Reproduce the records from the line containing "on the cracked" through the line containing "point(322, 646)", including the requests. Offset each number in the answer coordinates by adding 52, and leave the sample points in the requests unchanged.

-- START OF Material provided --

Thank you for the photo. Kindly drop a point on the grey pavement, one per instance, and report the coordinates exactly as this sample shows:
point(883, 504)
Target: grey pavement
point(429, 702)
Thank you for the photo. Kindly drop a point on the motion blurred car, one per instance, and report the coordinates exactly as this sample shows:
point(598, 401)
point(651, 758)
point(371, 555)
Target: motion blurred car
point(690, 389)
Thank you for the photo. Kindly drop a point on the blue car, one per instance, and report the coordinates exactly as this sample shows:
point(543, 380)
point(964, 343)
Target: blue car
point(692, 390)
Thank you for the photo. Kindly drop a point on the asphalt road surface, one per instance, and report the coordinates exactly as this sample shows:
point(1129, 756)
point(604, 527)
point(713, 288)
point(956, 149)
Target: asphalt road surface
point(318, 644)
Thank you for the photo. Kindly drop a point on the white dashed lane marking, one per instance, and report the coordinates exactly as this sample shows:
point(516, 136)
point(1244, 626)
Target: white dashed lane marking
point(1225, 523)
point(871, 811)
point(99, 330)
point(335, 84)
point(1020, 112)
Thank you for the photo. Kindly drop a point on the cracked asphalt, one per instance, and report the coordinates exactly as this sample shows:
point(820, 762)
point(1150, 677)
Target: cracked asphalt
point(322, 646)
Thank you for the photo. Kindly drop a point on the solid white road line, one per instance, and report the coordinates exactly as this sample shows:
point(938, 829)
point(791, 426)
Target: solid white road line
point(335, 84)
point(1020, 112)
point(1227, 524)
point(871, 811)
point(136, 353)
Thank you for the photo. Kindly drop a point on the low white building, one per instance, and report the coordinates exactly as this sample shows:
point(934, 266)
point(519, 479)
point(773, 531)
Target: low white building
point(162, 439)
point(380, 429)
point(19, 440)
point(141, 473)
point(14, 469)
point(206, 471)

-- END OF Material provided --

# Output below:
Thank you for the photo. Kindly drop a point on the cracked asphalt, one per instance, and report the coordinates exactly as this sample shows:
point(820, 762)
point(1150, 677)
Target: cracked asphalt
point(374, 698)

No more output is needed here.